■ Problem details ■
Starting at the first line of the data below, repeat each line word for word up to and including the line with "object: tree".

■ Data for the task ■
◇ ◇ ◇ ◇ ◇
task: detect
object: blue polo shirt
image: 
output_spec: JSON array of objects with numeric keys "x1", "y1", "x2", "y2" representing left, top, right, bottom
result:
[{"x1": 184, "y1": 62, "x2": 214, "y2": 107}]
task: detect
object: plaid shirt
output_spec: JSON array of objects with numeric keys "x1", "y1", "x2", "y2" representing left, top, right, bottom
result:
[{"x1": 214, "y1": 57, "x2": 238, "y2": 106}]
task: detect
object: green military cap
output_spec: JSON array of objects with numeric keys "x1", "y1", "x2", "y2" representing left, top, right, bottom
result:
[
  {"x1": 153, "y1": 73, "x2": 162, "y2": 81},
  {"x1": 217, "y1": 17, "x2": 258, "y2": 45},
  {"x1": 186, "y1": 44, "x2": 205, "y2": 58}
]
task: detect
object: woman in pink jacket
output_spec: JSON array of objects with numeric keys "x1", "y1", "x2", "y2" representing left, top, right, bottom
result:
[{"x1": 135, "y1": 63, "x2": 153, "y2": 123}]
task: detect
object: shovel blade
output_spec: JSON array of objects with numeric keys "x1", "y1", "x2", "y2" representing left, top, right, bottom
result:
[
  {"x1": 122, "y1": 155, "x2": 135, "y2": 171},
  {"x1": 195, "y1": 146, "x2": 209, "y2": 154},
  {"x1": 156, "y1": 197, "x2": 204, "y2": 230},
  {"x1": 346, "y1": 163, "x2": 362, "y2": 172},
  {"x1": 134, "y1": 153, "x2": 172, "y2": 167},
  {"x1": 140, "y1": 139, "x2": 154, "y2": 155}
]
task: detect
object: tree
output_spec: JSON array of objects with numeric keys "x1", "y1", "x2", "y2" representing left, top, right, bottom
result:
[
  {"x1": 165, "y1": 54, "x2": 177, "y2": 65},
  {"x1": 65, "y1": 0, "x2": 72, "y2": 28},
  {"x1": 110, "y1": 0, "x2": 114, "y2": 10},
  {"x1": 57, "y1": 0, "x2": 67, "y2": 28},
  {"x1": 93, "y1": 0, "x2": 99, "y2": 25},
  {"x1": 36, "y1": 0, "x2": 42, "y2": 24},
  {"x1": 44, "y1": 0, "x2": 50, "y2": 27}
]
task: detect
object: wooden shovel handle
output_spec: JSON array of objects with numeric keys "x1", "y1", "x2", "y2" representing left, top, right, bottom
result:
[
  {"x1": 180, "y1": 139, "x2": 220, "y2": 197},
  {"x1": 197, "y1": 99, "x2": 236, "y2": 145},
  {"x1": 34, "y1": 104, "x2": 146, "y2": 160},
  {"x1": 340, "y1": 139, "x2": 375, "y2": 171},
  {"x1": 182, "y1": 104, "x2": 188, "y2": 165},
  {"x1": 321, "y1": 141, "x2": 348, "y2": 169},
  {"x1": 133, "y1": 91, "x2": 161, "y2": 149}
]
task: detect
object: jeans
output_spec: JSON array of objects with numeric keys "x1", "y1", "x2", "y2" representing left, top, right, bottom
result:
◇ ◇ ◇ ◇ ◇
■ Answer ■
task: detect
object: blue polo shirt
image: 
output_spec: JSON array of objects with numeric keys "x1", "y1", "x2", "y2" representing left, top, right, bottom
result:
[{"x1": 184, "y1": 62, "x2": 214, "y2": 107}]
task: detect
object: plaid shirt
output_spec: JSON array of objects with numeric keys "x1", "y1", "x2", "y2" representing left, top, right, bottom
result:
[{"x1": 214, "y1": 57, "x2": 238, "y2": 106}]
task: detect
object: green military cap
output_spec: JSON array of objects with numeric keys "x1", "y1", "x2", "y2" representing left, top, right, bottom
result:
[
  {"x1": 153, "y1": 73, "x2": 162, "y2": 81},
  {"x1": 217, "y1": 17, "x2": 258, "y2": 45},
  {"x1": 186, "y1": 44, "x2": 205, "y2": 58}
]
task: detect
object: woman in pink jacket
output_spec: JSON array of objects with numeric keys "x1", "y1", "x2", "y2" representing left, top, right, bottom
result:
[{"x1": 135, "y1": 63, "x2": 153, "y2": 123}]
task: detect
object: shovel blade
output_spec: JSON array of objects with numeric keys "x1", "y1", "x2", "y2" representing left, top, right, bottom
result:
[
  {"x1": 122, "y1": 155, "x2": 135, "y2": 171},
  {"x1": 195, "y1": 146, "x2": 209, "y2": 154},
  {"x1": 156, "y1": 197, "x2": 204, "y2": 230},
  {"x1": 346, "y1": 163, "x2": 362, "y2": 172},
  {"x1": 134, "y1": 153, "x2": 172, "y2": 167},
  {"x1": 140, "y1": 139, "x2": 154, "y2": 155}
]
task: detect
object: tree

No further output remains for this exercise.